[Start of section]
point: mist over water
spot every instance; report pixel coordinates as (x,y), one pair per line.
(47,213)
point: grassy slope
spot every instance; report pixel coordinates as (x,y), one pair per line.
[End of section]
_TASK INSTRUCTIONS_
Every record must be set down again exactly.

_YOUR SOLUTION_
point: mist over water
spot every instance; report pixel coordinates as (x,y), one pair per line.
(47,213)
point: grassy slope
spot every instance; report pixel coordinates as (x,y), one pair per line.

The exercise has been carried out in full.